START Provided entries

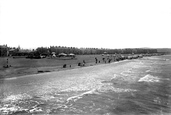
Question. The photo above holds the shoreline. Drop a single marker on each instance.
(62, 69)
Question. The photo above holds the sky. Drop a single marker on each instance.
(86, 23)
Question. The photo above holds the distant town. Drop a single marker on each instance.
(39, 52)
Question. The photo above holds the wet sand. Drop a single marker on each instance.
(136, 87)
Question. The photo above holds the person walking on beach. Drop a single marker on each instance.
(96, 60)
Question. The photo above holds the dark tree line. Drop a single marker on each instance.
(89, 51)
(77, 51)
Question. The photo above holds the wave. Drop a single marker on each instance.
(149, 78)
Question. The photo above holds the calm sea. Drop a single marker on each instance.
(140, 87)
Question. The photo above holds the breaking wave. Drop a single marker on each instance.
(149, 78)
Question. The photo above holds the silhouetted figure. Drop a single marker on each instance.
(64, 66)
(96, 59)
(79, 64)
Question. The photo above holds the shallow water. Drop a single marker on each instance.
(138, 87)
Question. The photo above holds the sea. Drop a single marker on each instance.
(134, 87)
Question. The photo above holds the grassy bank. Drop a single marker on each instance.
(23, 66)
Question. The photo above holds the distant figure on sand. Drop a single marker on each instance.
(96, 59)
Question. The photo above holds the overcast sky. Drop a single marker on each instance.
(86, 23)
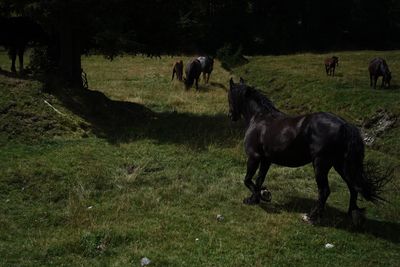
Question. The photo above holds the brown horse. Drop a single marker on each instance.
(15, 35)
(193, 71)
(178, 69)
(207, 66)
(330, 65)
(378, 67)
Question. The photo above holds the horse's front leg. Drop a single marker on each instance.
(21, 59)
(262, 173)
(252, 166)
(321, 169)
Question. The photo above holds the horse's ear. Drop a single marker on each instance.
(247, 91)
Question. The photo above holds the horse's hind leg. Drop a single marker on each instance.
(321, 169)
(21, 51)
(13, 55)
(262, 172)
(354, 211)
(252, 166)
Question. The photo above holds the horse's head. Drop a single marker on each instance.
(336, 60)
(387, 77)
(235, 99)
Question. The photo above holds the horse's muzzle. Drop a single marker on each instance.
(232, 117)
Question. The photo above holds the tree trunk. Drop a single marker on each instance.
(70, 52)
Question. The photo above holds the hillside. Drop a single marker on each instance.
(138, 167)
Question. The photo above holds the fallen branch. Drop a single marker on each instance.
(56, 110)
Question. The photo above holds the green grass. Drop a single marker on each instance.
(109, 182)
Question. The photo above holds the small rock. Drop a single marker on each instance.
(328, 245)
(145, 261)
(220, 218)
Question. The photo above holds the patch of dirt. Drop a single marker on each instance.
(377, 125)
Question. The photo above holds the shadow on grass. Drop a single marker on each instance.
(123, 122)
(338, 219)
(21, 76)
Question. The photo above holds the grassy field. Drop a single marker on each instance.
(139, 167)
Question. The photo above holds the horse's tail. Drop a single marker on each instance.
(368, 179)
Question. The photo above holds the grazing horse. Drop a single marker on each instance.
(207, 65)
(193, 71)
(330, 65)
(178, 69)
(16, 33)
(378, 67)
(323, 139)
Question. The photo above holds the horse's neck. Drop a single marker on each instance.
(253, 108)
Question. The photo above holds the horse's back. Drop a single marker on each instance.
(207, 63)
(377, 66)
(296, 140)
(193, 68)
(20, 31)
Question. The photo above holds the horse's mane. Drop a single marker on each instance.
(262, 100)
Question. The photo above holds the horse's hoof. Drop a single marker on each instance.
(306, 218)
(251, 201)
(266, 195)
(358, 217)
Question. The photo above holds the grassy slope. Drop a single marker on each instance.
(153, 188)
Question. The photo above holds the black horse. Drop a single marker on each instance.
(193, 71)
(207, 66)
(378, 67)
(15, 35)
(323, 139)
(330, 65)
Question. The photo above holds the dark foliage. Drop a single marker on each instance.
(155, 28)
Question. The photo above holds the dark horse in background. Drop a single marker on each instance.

END Provided entries

What to work on: Could you print all of the entries above exactly as written, minus the pictures?

Exercise response:
Question. The photo above holds the shoreline. Drop a single marker on each instance.
(62, 69)
Question. The photo above holds the sky. Drop a single marker on each instance.
(86, 23)
Question. The photo above holds the distant town. Drop a single marker on each instance.
(39, 52)
Question. The photo above holds the wet sand. Drop a single marker on each instance.
(136, 87)
Question. The photo above holds the person walking on beach. Drop a single marker on each instance.
(96, 60)
Question. The photo above holds the dark tree line. Drop a single marker on each instance.
(89, 51)
(77, 51)
Question. The photo above holds the wave. Drop a single marker on each instance.
(149, 78)
Question. The photo above holds the calm sea. Drop a single marker on each instance.
(140, 87)
Question. The photo above holds the breaking wave. Drop a single marker on each instance.
(149, 78)
Question. The photo above holds the silhouetted figure. Drop a single marker on each instance.
(64, 66)
(96, 59)
(79, 64)
Question. The photo above holds the shallow water. Drop a single marker on each instance.
(138, 87)
Question. The photo above holds the sea. Drop a single marker on each instance.
(134, 87)
Question. The photo above holds the grassy bank. Drop a single marker on each instance.
(23, 66)
Question. The photo above holds the distant figure on sand. Drop a single marker on each instance.
(96, 59)
Question. The photo above holds the overcast sky. Drop a single marker on each instance.
(86, 23)
Question. The photo above holds the brown horse. Drop a single marker on each instance.
(15, 35)
(193, 71)
(178, 69)
(207, 66)
(330, 65)
(378, 67)
Question. The photo above holds the horse's front leg. Drop a single marker on each instance.
(21, 59)
(262, 173)
(252, 166)
(321, 169)
Question. The photo above holds the horse's ear. Drop a single marker on each instance.
(247, 91)
Question. The photo above holds the horse's hind leg. Drop a single marker on each instance.
(321, 169)
(21, 51)
(13, 55)
(262, 172)
(354, 211)
(252, 166)
Question. The photo above holds the horse's head. Drop a single marker on each instance.
(336, 60)
(387, 77)
(235, 99)
Question. The photo above holds the horse's muzzle. Drop a single marker on each instance.
(232, 117)
Question. The photo above holds the tree trunk. Drop a single marker on each instance.
(70, 52)
Question. The photo above holds the hillside. Drop a single marker on each instance.
(138, 167)
Question. The photo above holds the fallen branch. Drop a single marker on each instance.
(56, 110)
Question. The photo above holds the green grass. Drop a single marker on each instance.
(109, 182)
Question. The photo above holds the small rock. Drop a single marker on each instance.
(328, 245)
(145, 261)
(220, 218)
Question. The photo above holds the patch of dirt. Drop a single marker on each instance.
(377, 125)
Question. The photo above holds the shadow on grass. Drop a single marker on each instance.
(123, 122)
(338, 219)
(21, 76)
Question. The photo above holds the grassy field. Drop a single marker on each instance.
(139, 167)
Question. The photo above holds the horse's tail. Drop a single marker on each instance.
(368, 179)
Question. The photo above holds the grazing horse. Drop a single marker on each instance.
(207, 65)
(193, 71)
(330, 65)
(178, 69)
(16, 33)
(378, 67)
(323, 139)
Question. The photo above holds the horse's neck. Drop a single marker on each instance.
(253, 108)
Question. The photo above holds the horse's back. Drop a single marker on each instance.
(207, 63)
(377, 66)
(296, 140)
(193, 68)
(20, 31)
Question. The photo above holds the horse's mane. Drop a single marker on each instance.
(262, 100)
Question. The photo above holds the horse's hoof. Drop a single marker on each instance.
(306, 218)
(251, 201)
(266, 195)
(358, 217)
Question. The photo above holds the grassy slope. Drop a single marker on each instance.
(153, 188)
Question. The photo above holds the black horse. Drop a single marker on each instance.
(193, 71)
(207, 66)
(378, 67)
(15, 35)
(323, 139)
(330, 65)
Question. The photo above holds the dark foliage. Drop a single marker on each instance.
(155, 28)
Question. The photo above holds the dark horse in background. Drop a single marker on each instance.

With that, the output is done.